▸ TASK TO CARRY OUT:
Extract all data as written.

▸ DATA FOR REVIEW:

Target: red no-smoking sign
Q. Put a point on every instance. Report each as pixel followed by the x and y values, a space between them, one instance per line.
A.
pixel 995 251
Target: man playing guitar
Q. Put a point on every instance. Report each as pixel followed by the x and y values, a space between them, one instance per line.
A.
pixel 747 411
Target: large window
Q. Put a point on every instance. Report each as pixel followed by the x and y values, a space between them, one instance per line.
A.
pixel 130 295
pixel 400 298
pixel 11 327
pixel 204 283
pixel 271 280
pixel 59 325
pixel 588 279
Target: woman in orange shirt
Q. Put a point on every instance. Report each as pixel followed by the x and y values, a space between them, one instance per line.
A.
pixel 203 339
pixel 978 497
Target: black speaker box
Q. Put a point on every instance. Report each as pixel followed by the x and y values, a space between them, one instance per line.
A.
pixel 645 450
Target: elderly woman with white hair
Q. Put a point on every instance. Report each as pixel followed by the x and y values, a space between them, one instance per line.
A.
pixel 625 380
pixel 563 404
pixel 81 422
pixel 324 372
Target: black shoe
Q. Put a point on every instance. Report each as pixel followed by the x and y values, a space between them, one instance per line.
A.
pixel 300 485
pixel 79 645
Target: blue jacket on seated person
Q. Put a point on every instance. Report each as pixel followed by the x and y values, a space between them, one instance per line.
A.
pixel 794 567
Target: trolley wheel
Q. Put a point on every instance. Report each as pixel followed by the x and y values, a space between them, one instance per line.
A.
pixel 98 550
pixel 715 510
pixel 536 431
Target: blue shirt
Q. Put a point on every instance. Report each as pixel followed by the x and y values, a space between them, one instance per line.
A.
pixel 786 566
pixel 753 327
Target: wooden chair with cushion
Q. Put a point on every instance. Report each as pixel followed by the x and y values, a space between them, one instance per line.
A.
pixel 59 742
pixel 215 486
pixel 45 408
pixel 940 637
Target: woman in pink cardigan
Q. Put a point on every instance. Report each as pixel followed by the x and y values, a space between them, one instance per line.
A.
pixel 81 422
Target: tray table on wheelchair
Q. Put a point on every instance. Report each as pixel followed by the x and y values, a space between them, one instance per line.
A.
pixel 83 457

▸ RESPONSE AREA:
Target: red no-smoking sign
Q. Put a point on every instance. Report each as pixel followed by the x and y values, a space between them, one instance per line.
A.
pixel 995 251
Target: man playing guitar
Q. Put a point on every instance. Report each as pixel followed by the x and y values, a space between them, one instance per line.
A.
pixel 747 411
Target: large window
Q. Put a point on every instance. Report each as pixel followed by the x and y values, a space between them, one instance per line.
A.
pixel 130 295
pixel 400 298
pixel 11 327
pixel 204 283
pixel 271 280
pixel 59 325
pixel 588 279
Target: woman in orange shirt
Q. Put a point on every instance. Report each as pixel followed by the x and y values, a space between them, one instance per line.
A.
pixel 203 339
pixel 978 497
Target: black speaker box
Q. Put a point on every instance. Report each as pixel followed by the x and y values, a space between them, one instance per line.
A.
pixel 645 450
Target: elderly woman with white hair
Q. Put a point on every instance. Report each as pixel followed by the x and y values, a space between them, one instance per line.
A.
pixel 625 380
pixel 563 404
pixel 81 422
pixel 324 372
Target: black shoe
Q. Put a point on every instance. Report each as pixel followed by the x and y values, a space between them, one instance per line.
A.
pixel 300 485
pixel 79 645
Target: blue jacket on seated person
Q. Put a point on every instance. Report each as pixel followed by the x and y values, a space between them, one instance per line.
A.
pixel 794 567
Target: trolley wheel
Q. Put a point on every instance. Report each as pixel followed by the x and y values, a space between them, one instance per line.
A.
pixel 98 550
pixel 715 510
pixel 536 431
Target: blue shirt
Q. Put a point on every instance. Report each as pixel followed by the x and y values, a space between them, one instance per line.
A.
pixel 786 566
pixel 753 327
Target: wooden chair with cushion
Q. Put a point on every instance. Report each as pixel followed by the x and y values, a space between them, one instance per line.
A.
pixel 59 742
pixel 215 486
pixel 45 408
pixel 940 637
Target: woman in pink cardigan
Q. Put a point on every instance. Report each as pixel followed by the x and y values, a space between them, one instance per line.
A.
pixel 81 422
Target: tray table on wheelchair
Q. Put a point on every instance. Report each as pixel followed by the x and y values, a space between them, one instance per line.
A.
pixel 83 457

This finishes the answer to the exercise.